Records from a collection:
- - -
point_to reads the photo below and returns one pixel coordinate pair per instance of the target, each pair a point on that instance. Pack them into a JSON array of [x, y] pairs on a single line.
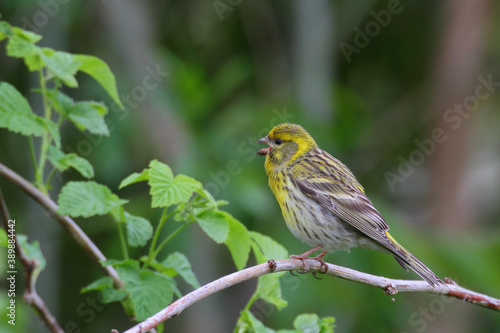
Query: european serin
[[322, 202]]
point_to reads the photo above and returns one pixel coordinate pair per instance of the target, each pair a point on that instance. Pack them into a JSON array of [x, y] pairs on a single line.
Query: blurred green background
[[405, 93]]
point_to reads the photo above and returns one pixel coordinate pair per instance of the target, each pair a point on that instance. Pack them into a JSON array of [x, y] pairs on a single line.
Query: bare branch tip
[[272, 264], [390, 290], [447, 280]]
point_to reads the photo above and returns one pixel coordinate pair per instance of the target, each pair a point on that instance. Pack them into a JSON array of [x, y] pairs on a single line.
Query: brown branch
[[51, 207], [30, 295], [389, 286]]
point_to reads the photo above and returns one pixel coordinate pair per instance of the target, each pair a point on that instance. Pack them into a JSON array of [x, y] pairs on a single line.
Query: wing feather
[[336, 189]]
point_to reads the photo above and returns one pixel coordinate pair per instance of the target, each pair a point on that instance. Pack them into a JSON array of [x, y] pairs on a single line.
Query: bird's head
[[286, 143]]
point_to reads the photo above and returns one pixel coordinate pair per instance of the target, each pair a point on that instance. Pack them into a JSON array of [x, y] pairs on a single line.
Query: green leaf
[[311, 323], [87, 199], [16, 114], [180, 263], [214, 224], [34, 61], [100, 71], [139, 230], [115, 262], [135, 178], [20, 47], [167, 190], [28, 35], [60, 101], [148, 291], [87, 116], [327, 324], [53, 129], [238, 241], [5, 30], [110, 295], [33, 252], [63, 65], [99, 284], [268, 286], [266, 248]]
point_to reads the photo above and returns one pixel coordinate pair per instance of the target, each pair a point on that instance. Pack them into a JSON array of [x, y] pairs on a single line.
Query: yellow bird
[[322, 202]]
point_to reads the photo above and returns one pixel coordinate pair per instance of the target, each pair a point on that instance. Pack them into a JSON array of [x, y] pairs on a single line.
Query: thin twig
[[51, 207], [389, 286], [30, 295]]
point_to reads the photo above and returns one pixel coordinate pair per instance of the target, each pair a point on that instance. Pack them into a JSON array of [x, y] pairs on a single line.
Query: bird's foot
[[319, 258]]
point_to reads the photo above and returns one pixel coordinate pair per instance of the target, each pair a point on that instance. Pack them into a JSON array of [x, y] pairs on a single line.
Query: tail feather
[[406, 259]]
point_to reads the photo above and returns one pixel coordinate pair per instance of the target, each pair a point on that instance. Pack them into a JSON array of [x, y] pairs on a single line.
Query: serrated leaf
[[110, 295], [214, 224], [87, 199], [327, 324], [20, 46], [60, 101], [116, 262], [266, 248], [33, 252], [167, 190], [5, 30], [53, 129], [100, 71], [148, 291], [135, 178], [28, 35], [16, 114], [99, 284], [180, 263], [87, 116], [33, 61], [139, 230], [63, 65], [307, 323], [238, 241]]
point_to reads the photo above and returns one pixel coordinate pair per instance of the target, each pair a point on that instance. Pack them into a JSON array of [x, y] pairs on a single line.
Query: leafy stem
[[172, 235], [151, 254], [122, 241], [46, 138]]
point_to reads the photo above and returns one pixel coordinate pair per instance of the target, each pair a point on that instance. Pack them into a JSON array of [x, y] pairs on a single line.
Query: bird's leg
[[324, 266], [305, 256]]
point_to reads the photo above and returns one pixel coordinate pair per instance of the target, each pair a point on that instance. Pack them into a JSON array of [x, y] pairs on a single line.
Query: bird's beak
[[264, 151]]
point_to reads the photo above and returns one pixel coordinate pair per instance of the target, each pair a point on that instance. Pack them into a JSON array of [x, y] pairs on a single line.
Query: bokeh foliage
[[228, 82]]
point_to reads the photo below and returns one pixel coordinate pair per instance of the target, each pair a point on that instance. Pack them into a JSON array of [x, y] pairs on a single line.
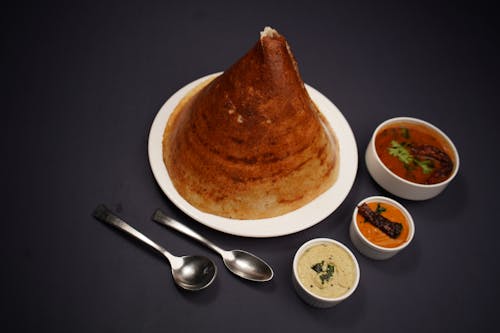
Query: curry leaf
[[399, 150]]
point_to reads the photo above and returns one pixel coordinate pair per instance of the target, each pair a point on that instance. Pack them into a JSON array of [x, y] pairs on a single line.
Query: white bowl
[[311, 298], [370, 249], [397, 185]]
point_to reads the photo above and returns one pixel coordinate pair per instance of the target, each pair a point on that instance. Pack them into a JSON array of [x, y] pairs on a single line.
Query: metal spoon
[[189, 272], [241, 263]]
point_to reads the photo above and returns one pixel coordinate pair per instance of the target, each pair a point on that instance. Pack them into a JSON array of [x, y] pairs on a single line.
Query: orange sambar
[[378, 237]]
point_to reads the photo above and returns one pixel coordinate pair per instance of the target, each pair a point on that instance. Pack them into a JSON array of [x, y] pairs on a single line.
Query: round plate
[[289, 223]]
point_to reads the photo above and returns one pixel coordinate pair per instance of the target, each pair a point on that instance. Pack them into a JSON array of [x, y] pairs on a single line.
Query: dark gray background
[[82, 84]]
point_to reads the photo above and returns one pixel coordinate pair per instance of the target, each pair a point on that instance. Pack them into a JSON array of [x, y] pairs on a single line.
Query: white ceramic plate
[[289, 223]]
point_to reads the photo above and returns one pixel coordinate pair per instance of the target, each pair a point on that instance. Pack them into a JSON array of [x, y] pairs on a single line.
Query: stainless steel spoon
[[241, 263], [189, 272]]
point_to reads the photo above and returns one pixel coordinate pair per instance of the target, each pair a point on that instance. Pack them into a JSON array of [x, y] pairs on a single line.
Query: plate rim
[[315, 211]]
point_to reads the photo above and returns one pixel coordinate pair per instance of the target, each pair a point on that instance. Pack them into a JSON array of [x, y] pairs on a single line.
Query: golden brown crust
[[250, 143]]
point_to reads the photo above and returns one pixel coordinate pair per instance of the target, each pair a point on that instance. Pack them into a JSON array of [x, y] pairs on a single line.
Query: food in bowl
[[381, 227], [411, 158], [382, 223], [325, 272], [415, 152], [250, 143]]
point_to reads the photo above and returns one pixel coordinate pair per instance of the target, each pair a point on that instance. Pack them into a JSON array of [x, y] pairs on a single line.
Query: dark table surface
[[82, 84]]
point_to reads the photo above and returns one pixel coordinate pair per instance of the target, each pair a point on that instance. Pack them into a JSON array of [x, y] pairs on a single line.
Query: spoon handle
[[103, 214], [162, 218]]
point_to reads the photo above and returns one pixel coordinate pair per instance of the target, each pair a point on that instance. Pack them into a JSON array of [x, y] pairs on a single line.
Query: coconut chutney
[[326, 270]]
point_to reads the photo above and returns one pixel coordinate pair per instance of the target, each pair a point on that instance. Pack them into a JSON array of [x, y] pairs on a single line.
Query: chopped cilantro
[[405, 132], [318, 268], [400, 151], [324, 275]]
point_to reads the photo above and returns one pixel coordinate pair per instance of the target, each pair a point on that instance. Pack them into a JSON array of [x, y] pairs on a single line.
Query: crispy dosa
[[250, 143]]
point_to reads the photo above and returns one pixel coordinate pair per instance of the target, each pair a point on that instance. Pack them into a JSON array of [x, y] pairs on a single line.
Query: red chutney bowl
[[411, 158]]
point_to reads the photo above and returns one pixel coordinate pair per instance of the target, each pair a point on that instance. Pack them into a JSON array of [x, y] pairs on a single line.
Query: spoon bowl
[[241, 263], [188, 272], [247, 265], [194, 272]]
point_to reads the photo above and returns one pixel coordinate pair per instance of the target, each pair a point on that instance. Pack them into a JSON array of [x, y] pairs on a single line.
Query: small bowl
[[399, 186], [304, 292], [370, 249]]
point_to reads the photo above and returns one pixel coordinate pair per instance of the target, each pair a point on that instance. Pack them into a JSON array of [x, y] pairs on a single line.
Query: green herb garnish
[[324, 275], [405, 132], [318, 268], [400, 151]]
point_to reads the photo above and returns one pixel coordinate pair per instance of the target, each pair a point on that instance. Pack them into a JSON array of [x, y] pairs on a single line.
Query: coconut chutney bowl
[[411, 158], [381, 227], [325, 272]]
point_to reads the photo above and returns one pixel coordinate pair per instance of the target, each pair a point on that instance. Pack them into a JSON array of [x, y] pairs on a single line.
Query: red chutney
[[377, 236], [415, 152]]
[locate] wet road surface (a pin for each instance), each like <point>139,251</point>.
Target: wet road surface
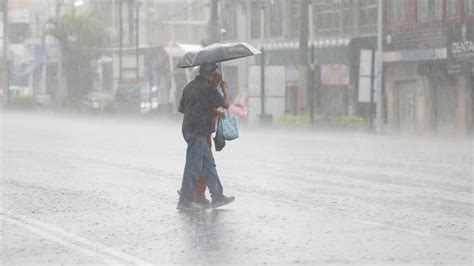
<point>103,191</point>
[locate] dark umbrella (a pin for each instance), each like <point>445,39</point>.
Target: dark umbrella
<point>217,52</point>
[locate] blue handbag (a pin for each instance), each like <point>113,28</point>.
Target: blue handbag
<point>227,127</point>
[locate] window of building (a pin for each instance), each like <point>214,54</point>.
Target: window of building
<point>348,17</point>
<point>469,7</point>
<point>275,18</point>
<point>453,8</point>
<point>293,12</point>
<point>229,21</point>
<point>255,22</point>
<point>368,16</point>
<point>398,11</point>
<point>327,14</point>
<point>430,10</point>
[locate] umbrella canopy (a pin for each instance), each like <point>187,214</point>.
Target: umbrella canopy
<point>217,52</point>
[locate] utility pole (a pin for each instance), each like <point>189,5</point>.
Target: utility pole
<point>5,50</point>
<point>137,24</point>
<point>213,28</point>
<point>262,65</point>
<point>61,90</point>
<point>379,94</point>
<point>120,39</point>
<point>311,63</point>
<point>303,51</point>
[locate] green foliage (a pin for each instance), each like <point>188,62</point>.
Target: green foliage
<point>23,102</point>
<point>336,122</point>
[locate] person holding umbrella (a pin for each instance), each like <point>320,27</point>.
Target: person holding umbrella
<point>198,102</point>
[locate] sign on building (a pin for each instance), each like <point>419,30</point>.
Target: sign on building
<point>275,92</point>
<point>460,46</point>
<point>334,74</point>
<point>365,76</point>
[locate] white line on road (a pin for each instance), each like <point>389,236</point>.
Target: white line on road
<point>47,231</point>
<point>63,242</point>
<point>393,227</point>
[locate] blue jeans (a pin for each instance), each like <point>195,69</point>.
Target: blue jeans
<point>199,161</point>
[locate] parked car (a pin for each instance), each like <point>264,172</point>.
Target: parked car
<point>98,102</point>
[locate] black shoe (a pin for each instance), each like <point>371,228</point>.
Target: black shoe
<point>191,206</point>
<point>205,203</point>
<point>221,201</point>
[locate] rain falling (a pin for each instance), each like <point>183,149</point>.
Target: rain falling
<point>207,132</point>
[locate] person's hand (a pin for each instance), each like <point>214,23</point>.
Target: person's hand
<point>220,113</point>
<point>223,85</point>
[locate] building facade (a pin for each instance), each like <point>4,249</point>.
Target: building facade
<point>428,56</point>
<point>340,29</point>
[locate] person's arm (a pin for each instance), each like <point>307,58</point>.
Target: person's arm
<point>226,94</point>
<point>181,104</point>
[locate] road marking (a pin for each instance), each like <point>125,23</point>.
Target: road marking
<point>63,242</point>
<point>58,235</point>
<point>393,227</point>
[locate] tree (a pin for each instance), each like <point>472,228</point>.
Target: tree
<point>81,38</point>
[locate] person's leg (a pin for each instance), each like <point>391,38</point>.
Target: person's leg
<point>201,189</point>
<point>210,174</point>
<point>192,168</point>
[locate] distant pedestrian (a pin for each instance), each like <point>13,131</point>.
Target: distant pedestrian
<point>198,102</point>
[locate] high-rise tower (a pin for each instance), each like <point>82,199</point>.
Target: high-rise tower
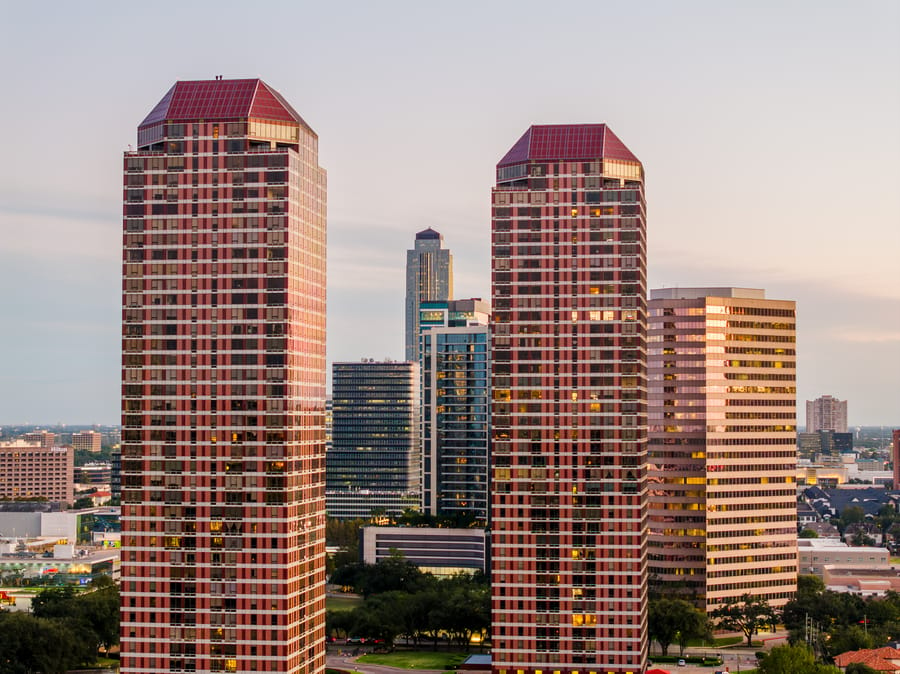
<point>455,415</point>
<point>429,278</point>
<point>223,386</point>
<point>374,461</point>
<point>826,413</point>
<point>723,464</point>
<point>569,493</point>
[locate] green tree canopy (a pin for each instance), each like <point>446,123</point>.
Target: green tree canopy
<point>675,620</point>
<point>747,615</point>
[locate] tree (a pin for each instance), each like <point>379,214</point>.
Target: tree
<point>747,615</point>
<point>793,660</point>
<point>29,644</point>
<point>852,638</point>
<point>674,620</point>
<point>809,585</point>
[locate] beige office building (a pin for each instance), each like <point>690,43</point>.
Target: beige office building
<point>29,471</point>
<point>723,511</point>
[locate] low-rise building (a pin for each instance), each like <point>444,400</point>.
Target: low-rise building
<point>440,551</point>
<point>816,554</point>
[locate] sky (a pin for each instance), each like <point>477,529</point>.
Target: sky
<point>769,133</point>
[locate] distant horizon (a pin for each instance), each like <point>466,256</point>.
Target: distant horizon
<point>766,130</point>
<point>118,424</point>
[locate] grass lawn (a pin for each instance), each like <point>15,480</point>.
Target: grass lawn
<point>415,659</point>
<point>342,602</point>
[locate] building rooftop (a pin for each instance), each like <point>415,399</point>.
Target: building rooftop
<point>428,234</point>
<point>220,100</point>
<point>697,293</point>
<point>566,142</point>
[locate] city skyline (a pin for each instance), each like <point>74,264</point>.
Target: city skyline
<point>760,117</point>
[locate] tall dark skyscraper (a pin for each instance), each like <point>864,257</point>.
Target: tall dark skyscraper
<point>429,278</point>
<point>223,386</point>
<point>374,461</point>
<point>569,490</point>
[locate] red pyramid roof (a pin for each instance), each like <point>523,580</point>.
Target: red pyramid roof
<point>567,142</point>
<point>221,100</point>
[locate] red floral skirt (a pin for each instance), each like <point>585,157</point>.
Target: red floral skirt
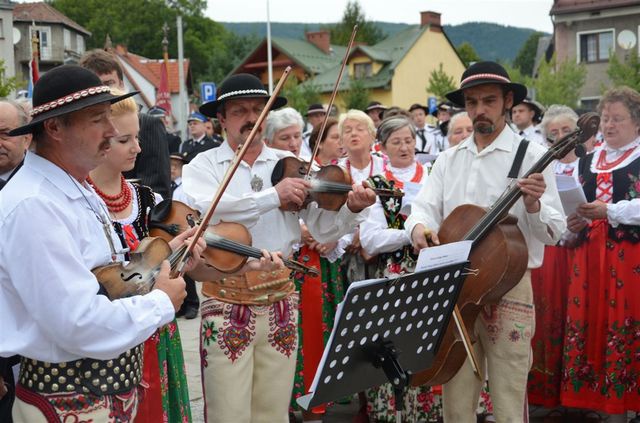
<point>602,333</point>
<point>550,283</point>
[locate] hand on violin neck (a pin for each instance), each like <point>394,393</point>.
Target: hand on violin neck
<point>360,198</point>
<point>185,239</point>
<point>292,191</point>
<point>421,237</point>
<point>532,189</point>
<point>174,288</point>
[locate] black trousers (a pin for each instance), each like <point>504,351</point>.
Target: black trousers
<point>192,300</point>
<point>6,403</point>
- - -
Starting at the line above that contains "[locate] rain falling", write out each line exactly until the line that contains "[locate] high-rise tower" has been written, and stop there.

[locate] rain falling (a pin for each instance), each like <point>183,149</point>.
Target: rain falling
<point>207,132</point>
[locate] person's hand (a pin for each instance), each like <point>214,23</point>.
Target: person's hand
<point>220,113</point>
<point>223,85</point>
[locate] building facade (a pin for each instance), each like <point>4,249</point>.
Target: building facade
<point>428,56</point>
<point>340,29</point>
[locate] person's arm (a pin for each instance), each like <point>307,58</point>.
Target: person's arm
<point>226,94</point>
<point>181,104</point>
[locate] road marking (a pin for each instance), each like <point>125,23</point>.
Target: road marking
<point>63,242</point>
<point>58,235</point>
<point>393,227</point>
[locate] tree (a pin for each instance), each like <point>472,228</point>.
Target: tree
<point>81,38</point>
[locate] person's leg (a pin for each instance), each like <point>391,38</point>.
Target: person's leg
<point>201,189</point>
<point>210,174</point>
<point>192,168</point>
[locate] distant pedestrian (a pin for each instance), each like <point>13,131</point>.
Target: distant pedestrian
<point>198,102</point>
[locate] high-rise tower (a pin for each instance), each like <point>82,199</point>.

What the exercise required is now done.